───── INPUT FOR THIS TASK

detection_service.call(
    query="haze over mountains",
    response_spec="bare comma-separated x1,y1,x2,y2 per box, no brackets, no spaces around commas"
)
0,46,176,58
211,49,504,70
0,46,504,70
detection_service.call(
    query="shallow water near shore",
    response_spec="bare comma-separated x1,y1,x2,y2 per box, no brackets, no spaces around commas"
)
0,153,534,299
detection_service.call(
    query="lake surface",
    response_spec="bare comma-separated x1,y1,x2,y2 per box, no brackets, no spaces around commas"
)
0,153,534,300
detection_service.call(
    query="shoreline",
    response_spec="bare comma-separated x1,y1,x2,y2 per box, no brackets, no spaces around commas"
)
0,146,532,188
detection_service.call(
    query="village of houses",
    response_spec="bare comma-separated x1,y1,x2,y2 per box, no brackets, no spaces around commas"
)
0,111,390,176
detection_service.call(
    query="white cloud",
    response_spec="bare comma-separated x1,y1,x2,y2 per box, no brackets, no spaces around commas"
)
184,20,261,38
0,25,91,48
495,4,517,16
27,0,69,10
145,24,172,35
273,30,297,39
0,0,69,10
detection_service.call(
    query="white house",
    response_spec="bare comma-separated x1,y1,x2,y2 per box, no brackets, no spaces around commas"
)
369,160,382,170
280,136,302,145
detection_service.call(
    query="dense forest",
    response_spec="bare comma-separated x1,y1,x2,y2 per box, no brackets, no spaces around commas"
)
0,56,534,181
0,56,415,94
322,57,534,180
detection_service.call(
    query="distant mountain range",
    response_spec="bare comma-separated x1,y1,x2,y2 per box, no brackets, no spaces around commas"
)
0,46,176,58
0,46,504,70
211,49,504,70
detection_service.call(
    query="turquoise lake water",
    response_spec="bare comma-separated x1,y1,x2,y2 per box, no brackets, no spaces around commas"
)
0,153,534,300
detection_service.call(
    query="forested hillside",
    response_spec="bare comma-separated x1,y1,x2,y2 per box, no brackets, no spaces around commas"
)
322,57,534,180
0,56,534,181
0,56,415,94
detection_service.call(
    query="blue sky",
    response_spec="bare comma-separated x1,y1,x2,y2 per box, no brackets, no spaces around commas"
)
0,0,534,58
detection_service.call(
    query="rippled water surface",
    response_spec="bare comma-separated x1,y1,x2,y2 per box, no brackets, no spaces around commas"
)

──────────

■ SHORT PROBLEM: Extract each line of the records above that contains the string "water".

■ RESPONSE TO THE TASK:
    query="shallow water near shore",
    query="turquoise lake water",
    query="rippled water surface",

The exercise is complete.